(Stored items)
==========
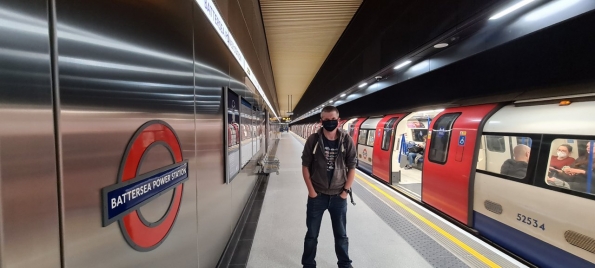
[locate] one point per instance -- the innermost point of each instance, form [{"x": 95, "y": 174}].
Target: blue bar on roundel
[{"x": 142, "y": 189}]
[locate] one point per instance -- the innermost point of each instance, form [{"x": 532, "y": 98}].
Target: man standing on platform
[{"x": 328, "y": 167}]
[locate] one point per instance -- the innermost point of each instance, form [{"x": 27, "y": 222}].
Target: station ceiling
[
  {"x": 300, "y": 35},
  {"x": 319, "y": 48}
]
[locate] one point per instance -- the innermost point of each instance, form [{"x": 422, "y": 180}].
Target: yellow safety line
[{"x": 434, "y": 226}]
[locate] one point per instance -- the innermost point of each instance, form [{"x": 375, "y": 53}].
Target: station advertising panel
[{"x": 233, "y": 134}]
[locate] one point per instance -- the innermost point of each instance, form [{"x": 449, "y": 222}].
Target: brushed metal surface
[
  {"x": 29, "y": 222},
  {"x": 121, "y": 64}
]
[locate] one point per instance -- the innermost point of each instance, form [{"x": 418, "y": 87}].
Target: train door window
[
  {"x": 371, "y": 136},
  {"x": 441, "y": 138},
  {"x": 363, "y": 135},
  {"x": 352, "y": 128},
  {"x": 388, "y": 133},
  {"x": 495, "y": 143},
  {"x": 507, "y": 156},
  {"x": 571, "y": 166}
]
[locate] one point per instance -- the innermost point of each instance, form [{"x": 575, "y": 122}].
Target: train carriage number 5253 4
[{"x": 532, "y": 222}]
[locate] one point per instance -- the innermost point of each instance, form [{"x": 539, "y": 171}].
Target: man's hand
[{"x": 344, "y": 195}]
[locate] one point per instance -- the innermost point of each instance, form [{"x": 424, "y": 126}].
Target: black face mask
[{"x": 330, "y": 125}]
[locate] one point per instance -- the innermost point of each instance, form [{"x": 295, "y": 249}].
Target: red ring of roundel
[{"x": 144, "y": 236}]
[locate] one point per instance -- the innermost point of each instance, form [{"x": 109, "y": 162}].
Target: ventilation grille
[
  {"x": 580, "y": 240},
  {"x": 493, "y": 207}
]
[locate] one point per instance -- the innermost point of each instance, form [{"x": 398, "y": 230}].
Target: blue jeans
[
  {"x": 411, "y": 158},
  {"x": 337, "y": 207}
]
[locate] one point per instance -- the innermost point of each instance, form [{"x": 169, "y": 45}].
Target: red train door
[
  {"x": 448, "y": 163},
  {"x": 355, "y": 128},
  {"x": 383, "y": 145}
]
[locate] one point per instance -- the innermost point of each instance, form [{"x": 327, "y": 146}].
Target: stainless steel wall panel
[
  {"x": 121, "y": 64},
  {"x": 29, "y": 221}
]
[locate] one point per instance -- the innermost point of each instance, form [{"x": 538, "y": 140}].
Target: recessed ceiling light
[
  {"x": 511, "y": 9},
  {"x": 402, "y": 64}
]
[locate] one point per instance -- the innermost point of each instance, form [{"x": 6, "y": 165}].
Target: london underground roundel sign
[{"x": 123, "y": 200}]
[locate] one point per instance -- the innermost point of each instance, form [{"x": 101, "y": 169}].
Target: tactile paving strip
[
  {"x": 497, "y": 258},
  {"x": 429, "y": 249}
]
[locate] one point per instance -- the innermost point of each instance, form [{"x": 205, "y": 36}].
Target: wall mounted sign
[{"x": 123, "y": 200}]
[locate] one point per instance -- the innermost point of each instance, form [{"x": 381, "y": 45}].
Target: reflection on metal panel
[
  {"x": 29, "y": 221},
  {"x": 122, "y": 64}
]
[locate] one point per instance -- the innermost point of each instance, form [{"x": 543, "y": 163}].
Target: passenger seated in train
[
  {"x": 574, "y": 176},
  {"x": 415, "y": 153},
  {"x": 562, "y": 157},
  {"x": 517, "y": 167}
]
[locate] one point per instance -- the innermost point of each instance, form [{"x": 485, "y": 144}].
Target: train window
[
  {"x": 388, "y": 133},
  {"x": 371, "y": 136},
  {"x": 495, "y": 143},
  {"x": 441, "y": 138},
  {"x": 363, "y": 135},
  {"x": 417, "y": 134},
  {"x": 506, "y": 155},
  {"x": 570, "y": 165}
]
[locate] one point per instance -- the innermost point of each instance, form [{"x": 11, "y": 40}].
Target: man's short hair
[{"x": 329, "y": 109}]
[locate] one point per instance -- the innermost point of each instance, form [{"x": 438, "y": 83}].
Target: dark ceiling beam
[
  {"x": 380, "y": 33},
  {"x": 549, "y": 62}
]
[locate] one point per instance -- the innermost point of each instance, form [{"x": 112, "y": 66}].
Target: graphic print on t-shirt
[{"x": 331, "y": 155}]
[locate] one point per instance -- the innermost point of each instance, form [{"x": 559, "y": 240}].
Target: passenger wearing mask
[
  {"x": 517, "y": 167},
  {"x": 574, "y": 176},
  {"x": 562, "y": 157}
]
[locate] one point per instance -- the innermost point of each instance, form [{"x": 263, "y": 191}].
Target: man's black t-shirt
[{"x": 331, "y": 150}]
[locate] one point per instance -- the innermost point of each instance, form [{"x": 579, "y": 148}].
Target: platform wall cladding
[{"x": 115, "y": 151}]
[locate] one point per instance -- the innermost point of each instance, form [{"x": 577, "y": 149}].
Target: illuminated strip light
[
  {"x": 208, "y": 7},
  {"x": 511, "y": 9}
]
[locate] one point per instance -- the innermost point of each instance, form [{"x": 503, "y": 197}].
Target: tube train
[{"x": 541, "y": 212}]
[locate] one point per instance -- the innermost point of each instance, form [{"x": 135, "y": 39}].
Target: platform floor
==========
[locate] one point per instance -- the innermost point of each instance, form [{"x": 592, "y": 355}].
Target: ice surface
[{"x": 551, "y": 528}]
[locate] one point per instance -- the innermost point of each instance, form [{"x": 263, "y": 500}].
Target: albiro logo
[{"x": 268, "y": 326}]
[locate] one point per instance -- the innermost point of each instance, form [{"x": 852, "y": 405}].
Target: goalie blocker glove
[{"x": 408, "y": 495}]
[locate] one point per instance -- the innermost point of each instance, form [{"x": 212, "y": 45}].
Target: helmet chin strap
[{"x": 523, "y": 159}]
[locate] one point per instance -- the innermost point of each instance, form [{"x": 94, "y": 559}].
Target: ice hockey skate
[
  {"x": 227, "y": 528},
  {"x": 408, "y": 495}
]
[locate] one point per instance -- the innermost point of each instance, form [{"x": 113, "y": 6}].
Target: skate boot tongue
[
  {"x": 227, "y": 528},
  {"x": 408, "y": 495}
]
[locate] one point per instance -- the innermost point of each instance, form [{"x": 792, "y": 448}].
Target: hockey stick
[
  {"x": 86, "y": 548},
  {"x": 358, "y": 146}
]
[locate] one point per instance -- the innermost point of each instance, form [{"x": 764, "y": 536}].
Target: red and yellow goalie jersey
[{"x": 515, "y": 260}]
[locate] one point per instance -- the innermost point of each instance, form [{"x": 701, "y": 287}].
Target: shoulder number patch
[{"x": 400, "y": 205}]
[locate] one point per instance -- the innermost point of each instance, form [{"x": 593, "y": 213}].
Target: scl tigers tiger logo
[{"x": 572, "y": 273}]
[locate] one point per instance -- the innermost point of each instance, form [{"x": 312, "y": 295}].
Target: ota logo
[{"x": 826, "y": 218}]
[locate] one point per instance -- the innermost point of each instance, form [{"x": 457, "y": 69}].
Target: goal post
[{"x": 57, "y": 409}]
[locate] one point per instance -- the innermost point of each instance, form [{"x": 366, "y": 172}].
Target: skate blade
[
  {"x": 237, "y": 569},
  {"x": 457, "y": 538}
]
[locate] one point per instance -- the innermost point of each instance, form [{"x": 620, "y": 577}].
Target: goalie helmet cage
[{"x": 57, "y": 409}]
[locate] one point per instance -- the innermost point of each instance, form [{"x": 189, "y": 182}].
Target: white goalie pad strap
==========
All that is wanted is an exact copy of the lines above from the one with "Target: tube train" through the one with "Target: platform floor", with both ends included.

Target: tube train
[{"x": 541, "y": 212}]
[locate] one point per instance -- the innermost point of each instance, form [{"x": 135, "y": 39}].
Target: platform floor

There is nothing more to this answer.